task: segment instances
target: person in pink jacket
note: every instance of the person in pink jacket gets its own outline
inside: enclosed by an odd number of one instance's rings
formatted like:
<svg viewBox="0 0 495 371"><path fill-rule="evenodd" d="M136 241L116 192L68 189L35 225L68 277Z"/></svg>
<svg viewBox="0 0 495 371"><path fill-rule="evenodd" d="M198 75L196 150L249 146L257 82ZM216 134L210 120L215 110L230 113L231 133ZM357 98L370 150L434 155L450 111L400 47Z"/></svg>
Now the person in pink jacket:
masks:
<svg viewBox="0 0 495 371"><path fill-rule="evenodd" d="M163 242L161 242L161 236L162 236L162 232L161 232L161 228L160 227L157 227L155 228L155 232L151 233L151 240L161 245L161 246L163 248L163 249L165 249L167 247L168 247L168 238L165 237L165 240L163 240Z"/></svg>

────────────────────────────────────────

Reproduce the records above word for word, keeping every line unchanged.

task: segment instances
target: person in pink jacket
note: every instance of the person in pink jacket gets its own outline
inside: enclosed by an odd number of one instance's rings
formatted like:
<svg viewBox="0 0 495 371"><path fill-rule="evenodd" d="M136 241L116 192L68 189L35 225L68 277Z"/></svg>
<svg viewBox="0 0 495 371"><path fill-rule="evenodd" d="M198 75L196 150L249 146L257 82ZM216 134L210 120L215 110L230 113L231 133ZM357 98L370 150L434 155L450 111L400 47Z"/></svg>
Now the person in pink jacket:
masks:
<svg viewBox="0 0 495 371"><path fill-rule="evenodd" d="M163 242L161 242L161 236L162 236L162 232L161 232L161 228L160 227L157 227L155 228L155 232L151 233L151 240L161 245L161 246L163 248L163 249L165 249L167 247L168 247L168 238L165 237L165 240L163 240Z"/></svg>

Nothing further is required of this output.